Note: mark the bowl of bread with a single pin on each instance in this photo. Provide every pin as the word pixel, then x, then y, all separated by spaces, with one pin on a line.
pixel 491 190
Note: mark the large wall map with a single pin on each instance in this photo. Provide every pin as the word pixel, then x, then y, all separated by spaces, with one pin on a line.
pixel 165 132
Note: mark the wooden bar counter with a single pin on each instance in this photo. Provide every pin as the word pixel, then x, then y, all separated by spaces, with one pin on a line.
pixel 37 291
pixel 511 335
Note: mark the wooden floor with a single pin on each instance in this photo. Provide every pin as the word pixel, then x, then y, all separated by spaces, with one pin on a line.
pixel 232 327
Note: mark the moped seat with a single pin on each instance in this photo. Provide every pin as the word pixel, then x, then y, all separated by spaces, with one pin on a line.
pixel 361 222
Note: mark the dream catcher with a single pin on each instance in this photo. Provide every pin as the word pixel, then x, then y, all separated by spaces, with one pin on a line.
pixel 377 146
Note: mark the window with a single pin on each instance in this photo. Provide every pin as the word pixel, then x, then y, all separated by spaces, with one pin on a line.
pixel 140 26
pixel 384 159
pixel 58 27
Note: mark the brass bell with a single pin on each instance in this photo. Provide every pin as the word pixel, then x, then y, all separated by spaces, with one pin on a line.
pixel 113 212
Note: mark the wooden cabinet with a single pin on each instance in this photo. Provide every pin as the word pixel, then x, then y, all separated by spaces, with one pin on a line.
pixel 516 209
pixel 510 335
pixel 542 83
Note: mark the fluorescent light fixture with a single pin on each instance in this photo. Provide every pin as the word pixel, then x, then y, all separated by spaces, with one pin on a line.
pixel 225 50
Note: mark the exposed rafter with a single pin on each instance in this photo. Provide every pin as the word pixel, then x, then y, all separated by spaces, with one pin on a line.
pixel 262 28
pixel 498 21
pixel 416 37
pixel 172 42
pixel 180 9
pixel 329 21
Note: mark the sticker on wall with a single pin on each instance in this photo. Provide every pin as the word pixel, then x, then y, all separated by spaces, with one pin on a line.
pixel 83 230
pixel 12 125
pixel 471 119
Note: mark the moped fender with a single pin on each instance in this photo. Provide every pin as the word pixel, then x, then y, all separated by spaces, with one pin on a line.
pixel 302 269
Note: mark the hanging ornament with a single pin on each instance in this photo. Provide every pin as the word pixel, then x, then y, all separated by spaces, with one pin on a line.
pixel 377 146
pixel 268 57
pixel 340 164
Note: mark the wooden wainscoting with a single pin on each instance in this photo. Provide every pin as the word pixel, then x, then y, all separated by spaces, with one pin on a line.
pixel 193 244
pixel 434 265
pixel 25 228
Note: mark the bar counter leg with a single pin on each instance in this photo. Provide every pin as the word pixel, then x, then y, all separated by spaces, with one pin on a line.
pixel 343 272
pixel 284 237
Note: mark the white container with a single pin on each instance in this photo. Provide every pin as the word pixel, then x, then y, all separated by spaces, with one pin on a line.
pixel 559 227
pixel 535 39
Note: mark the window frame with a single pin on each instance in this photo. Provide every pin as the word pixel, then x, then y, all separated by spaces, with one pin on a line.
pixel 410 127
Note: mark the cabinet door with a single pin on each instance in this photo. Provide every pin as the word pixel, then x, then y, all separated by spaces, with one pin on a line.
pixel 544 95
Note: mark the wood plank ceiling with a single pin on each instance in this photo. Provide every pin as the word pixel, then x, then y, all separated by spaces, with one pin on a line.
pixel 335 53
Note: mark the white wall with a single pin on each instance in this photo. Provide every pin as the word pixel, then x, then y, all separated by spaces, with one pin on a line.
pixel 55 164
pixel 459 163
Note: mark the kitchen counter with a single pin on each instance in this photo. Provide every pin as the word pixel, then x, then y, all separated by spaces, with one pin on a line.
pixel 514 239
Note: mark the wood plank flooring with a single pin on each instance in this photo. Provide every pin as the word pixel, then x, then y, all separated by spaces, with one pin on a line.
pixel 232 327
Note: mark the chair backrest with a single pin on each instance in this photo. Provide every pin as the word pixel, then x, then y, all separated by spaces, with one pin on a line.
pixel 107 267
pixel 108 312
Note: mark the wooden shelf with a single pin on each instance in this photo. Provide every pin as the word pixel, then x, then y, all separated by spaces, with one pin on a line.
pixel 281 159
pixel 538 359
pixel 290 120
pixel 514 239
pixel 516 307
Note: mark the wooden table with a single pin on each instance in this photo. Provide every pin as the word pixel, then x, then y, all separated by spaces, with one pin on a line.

_ _ _ _ _

O PEDIDO
Disponha todas as linhas dos itens acima em uma tabela Markdown com duas colunas: Índice, com o número da linha, e Entrada, com o texto da linha. Deixe de fora as linhas em branco.

RESULTADO DO EXERCÍCIO
| Índice | Entrada |
|---|---|
| 1 | Note: mark the bowl of bread with a single pin on each instance in this photo. Provide every pin as the word pixel, then x, then y, all separated by spaces, with one pin on a line. |
| 2 | pixel 491 190 |
| 3 | Note: mark the large wall map with a single pin on each instance in this photo. Provide every pin as the word pixel, then x, then y, all separated by spaces, with one pin on a line. |
| 4 | pixel 165 132 |
| 5 | Note: mark the wooden bar counter with a single pin on each instance in this photo. Provide every pin as the word pixel, then x, then y, all separated by spaces, with one pin on a line. |
| 6 | pixel 37 291 |
| 7 | pixel 511 335 |
| 8 | Note: mark the wooden floor with a single pin on each instance in this photo. Provide every pin as the word pixel, then x, then y, all separated by spaces, with one pin on a line. |
| 9 | pixel 232 327 |
| 10 | Note: mark the moped seat with a single pin on each instance in this photo. Provide every pin as the word pixel, then x, then y, all separated by spaces, with one pin on a line. |
| 11 | pixel 361 222 |
| 12 | Note: mark the dream catcher with a single pin on each instance in this photo. Provide every pin as the word pixel, then x, then y, all separated by spaces, with one pin on a line. |
| 13 | pixel 377 146 |
| 14 | Note: mark the window with a single pin on each instance in this photo. Provide every pin as the word pixel, then x, then y, all separated by spaces, with one pin on a line. |
| 15 | pixel 140 26 |
| 16 | pixel 384 159 |
| 17 | pixel 58 27 |
| 18 | Note: mark the brass bell with a single pin on each instance in this photo. Provide every pin as the word pixel, then x, then y, all separated by spaces, with one pin on a line. |
| 19 | pixel 113 212 |
| 20 | Note: mark the wooden cabinet with a single pin on each instance in this photo. Provide every pin as the word pixel, then x, then y, all separated by spaces, with one pin on a line. |
| 21 | pixel 516 209 |
| 22 | pixel 510 335 |
| 23 | pixel 542 83 |
| 24 | Note: mark the fluorescent light fixture with a single pin on each instance in this photo. Provide every pin as the word pixel, then x, then y, all separated by spaces, with one pin on a line. |
| 25 | pixel 225 50 |
| 26 | Note: mark the exposed rafter with a single pin on each instance in this photo. Provide every pin as the word pixel, then x, then y, all separated by spaces, with one pin on a line. |
| 27 | pixel 262 28 |
| 28 | pixel 498 21 |
| 29 | pixel 416 37 |
| 30 | pixel 172 42 |
| 31 | pixel 180 9 |
| 32 | pixel 329 21 |
| 33 | Note: mark the sticker on wall with a single pin on each instance in this photo. Provide every pin as the word pixel, then x, then y, all separated by spaces, with one pin on a line. |
| 34 | pixel 83 230 |
| 35 | pixel 12 125 |
| 36 | pixel 471 119 |
| 37 | Note: mark the moped fender with a single pin on each instance in this photo. Provide every pin as the word pixel, then x, then y, all separated by spaces, with one pin on a line. |
| 38 | pixel 302 269 |
| 39 | Note: mark the hanging ornament with a single pin on each instance in this photo. Provide every pin as the word pixel, then x, then y, all separated by spaces, with one pin on a line. |
| 40 | pixel 377 146 |
| 41 | pixel 268 57 |
| 42 | pixel 340 164 |
| 43 | Note: mark the wooden wainscoting with a single pin on each instance in this photo. Provide every pin as the word pixel, then x, then y, all separated by spaces, with one pin on a line. |
| 44 | pixel 193 244 |
| 45 | pixel 434 265 |
| 46 | pixel 25 228 |
| 47 | Note: mark the bar counter leg with a single pin on each instance in this photo. Provide every pin as the word pixel, then x, then y, all separated by spaces, with one pin on a line. |
| 48 | pixel 343 272 |
| 49 | pixel 284 237 |
| 50 | Note: mark the white container with a single pin on each instance in this photo. Provide every pin as the word pixel, then x, then y, all separated by spaces, with one pin on a line. |
| 51 | pixel 559 227 |
| 52 | pixel 535 39 |
| 53 | Note: mark the window frame with a single pin on each instance in this photo. Provide every pin as the word pixel, then x, then y, all separated by spaces, with one pin on a line. |
| 54 | pixel 410 127 |
| 55 | Note: mark the cabinet door with a single pin on each instance in this photo. Provide every pin as the word pixel, then x, then y, all separated by spaces, with one pin on a line. |
| 56 | pixel 544 95 |
| 57 | Note: mark the wood plank ceiling with a single pin on each instance in this photo. Provide every pin as the word pixel, then x, then y, all separated by spaces, with one pin on a line. |
| 58 | pixel 335 53 |
| 59 | Note: mark the white wall with a single pin on each instance in this photo. Provide every pin as the word pixel, then x, then y, all separated by spaces, with one pin on a line. |
| 60 | pixel 55 164 |
| 61 | pixel 459 163 |
| 62 | Note: mark the kitchen counter with a single pin on each instance in this photo. Provide every pin as the word pixel, then x, then y, all separated by spaces, with one pin on a line. |
| 63 | pixel 514 239 |
| 64 | Note: mark the wood plank flooring with a single pin on each instance in this photo. Provide every pin as the word pixel, then x, then y, all separated by spaces, with one pin on a line. |
| 65 | pixel 232 327 |
| 66 | Note: mark the chair backrest with a single pin on each instance in this photo. Provide every pin as the word pixel, then x, then y, all separated by spaces, with one pin on a line. |
| 67 | pixel 107 267 |
| 68 | pixel 108 312 |
| 69 | Note: mark the wooden shelf with a single pin on each instance in this photo. Provide every pin as the word pixel, then x, then y, all separated by spaces, with one pin on a line. |
| 70 | pixel 281 159 |
| 71 | pixel 538 359 |
| 72 | pixel 290 120 |
| 73 | pixel 514 239 |
| 74 | pixel 516 307 |
| 75 | Note: mark the wooden table with a single pin on each instance in this photo. Provide every pin as the word pixel, then x, then y, all separated by spaces, with one pin on a line. |